◆ **Written request**
Please output only the lines that run from the line containing "For the audit set, annotate each instance of the rocky" through the end of the material below, exactly.
++++++++++
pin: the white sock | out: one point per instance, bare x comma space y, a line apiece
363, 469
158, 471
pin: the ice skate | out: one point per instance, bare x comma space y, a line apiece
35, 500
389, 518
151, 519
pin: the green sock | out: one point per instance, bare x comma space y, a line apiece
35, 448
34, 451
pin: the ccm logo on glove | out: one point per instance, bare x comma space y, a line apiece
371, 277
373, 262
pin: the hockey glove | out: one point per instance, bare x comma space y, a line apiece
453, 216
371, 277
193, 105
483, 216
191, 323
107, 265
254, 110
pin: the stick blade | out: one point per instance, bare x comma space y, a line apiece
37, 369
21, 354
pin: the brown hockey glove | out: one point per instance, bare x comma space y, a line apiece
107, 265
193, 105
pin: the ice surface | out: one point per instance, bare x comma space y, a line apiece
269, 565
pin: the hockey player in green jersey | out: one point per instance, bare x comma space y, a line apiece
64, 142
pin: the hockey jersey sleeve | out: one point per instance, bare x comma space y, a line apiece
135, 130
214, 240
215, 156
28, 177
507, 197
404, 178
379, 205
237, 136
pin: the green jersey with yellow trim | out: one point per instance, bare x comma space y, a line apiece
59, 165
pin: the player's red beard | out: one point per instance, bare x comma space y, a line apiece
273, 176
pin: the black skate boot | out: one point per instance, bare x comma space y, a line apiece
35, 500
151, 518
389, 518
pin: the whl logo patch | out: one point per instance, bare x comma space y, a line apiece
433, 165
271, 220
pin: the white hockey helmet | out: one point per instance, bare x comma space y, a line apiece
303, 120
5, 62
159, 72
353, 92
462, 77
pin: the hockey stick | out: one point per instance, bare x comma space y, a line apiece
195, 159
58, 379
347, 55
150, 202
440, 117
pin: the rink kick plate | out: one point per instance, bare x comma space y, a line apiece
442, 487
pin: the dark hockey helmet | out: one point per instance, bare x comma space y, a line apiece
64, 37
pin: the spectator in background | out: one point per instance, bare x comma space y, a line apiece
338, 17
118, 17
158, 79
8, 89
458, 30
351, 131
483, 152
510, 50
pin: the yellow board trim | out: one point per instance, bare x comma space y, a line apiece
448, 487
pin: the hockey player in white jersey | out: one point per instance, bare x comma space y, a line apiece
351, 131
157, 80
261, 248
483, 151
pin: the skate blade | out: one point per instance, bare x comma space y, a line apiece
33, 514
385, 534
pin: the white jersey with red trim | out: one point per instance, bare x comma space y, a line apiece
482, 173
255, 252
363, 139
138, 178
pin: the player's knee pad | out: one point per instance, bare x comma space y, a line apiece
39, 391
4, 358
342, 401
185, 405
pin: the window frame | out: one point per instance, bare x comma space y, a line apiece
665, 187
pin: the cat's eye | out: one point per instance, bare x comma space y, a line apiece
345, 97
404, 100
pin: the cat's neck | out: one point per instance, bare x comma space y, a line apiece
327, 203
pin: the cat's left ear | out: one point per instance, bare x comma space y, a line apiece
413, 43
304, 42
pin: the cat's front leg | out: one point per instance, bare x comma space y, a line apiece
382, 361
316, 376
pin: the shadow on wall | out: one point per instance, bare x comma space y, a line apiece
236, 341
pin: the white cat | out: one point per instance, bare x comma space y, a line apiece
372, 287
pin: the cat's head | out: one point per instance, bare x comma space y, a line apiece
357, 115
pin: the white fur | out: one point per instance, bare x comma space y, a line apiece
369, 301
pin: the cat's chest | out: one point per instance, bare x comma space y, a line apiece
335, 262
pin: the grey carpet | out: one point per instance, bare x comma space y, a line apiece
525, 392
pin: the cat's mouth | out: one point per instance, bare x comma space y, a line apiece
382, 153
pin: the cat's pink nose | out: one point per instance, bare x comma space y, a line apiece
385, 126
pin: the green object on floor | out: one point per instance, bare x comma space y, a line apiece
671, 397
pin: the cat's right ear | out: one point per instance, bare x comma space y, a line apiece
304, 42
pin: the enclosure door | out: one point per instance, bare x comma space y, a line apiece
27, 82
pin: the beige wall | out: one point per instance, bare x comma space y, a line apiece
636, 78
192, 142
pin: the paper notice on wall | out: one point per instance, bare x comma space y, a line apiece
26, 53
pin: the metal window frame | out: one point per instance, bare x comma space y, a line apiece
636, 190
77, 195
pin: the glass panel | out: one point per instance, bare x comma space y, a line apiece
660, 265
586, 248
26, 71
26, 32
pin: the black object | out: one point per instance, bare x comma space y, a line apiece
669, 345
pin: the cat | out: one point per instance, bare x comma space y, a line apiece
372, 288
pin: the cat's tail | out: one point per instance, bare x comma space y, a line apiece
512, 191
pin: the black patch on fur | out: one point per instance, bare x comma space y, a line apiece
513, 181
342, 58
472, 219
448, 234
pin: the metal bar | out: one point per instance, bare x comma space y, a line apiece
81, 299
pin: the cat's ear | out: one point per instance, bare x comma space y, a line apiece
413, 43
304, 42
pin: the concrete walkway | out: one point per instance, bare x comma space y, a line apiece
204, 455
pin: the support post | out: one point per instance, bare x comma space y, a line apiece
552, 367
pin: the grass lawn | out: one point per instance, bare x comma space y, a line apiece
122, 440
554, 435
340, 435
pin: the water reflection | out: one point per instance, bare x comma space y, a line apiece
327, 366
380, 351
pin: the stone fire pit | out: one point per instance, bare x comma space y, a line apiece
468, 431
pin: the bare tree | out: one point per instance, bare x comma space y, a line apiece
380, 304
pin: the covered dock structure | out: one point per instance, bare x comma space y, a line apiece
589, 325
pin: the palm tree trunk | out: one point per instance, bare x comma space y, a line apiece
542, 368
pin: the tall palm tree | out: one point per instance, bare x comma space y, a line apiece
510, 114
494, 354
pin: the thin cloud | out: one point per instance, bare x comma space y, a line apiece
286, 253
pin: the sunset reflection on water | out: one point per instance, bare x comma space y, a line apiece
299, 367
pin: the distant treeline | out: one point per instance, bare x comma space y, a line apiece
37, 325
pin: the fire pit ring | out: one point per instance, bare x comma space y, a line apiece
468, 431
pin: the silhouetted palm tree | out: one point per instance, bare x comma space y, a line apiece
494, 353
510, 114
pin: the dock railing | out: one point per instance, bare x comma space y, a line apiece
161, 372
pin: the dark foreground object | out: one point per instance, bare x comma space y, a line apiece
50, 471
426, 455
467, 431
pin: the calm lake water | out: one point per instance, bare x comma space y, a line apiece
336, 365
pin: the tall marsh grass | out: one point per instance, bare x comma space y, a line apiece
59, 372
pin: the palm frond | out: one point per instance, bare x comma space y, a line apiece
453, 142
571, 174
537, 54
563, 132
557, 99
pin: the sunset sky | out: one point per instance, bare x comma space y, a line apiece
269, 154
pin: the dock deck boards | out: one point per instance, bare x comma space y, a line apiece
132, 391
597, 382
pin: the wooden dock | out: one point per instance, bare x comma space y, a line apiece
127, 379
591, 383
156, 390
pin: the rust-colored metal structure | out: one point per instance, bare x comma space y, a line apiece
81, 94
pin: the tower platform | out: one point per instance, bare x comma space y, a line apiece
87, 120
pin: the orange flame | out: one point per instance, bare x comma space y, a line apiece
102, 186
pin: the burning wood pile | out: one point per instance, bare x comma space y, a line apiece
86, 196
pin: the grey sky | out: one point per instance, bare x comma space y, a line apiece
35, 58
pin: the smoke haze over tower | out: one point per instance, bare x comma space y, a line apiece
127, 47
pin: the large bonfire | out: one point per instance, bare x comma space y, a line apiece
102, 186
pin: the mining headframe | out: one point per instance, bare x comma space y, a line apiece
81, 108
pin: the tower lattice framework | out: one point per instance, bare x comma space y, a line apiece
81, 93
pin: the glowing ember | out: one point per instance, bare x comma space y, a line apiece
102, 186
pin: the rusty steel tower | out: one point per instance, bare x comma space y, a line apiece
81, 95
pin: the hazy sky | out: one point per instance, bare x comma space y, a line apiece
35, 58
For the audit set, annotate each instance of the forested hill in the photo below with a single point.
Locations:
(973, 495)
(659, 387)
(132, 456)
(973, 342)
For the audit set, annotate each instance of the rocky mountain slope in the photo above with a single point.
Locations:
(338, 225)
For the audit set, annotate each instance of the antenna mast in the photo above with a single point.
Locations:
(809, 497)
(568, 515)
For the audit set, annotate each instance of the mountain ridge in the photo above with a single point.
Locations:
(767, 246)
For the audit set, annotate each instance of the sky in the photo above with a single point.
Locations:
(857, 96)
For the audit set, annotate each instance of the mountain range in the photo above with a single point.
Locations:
++++++++++
◆ **Exercise result**
For the audit set, annotate each instance of the rocky mountain slope in the photo above with a single point.
Locations:
(338, 225)
For the audit set, annotate each instance of the antenna mast in the photo above with a single point.
Locations:
(809, 497)
(568, 515)
For the audit set, annotate each instance of the mountain ridge in the photo above with a single point.
Locations:
(767, 246)
For the audit set, annotate each instance of the sky in the photo above with a single point.
Locations:
(857, 96)
For the audit set, annotate each instance of the mountain range in the photo above with a single point.
Locations:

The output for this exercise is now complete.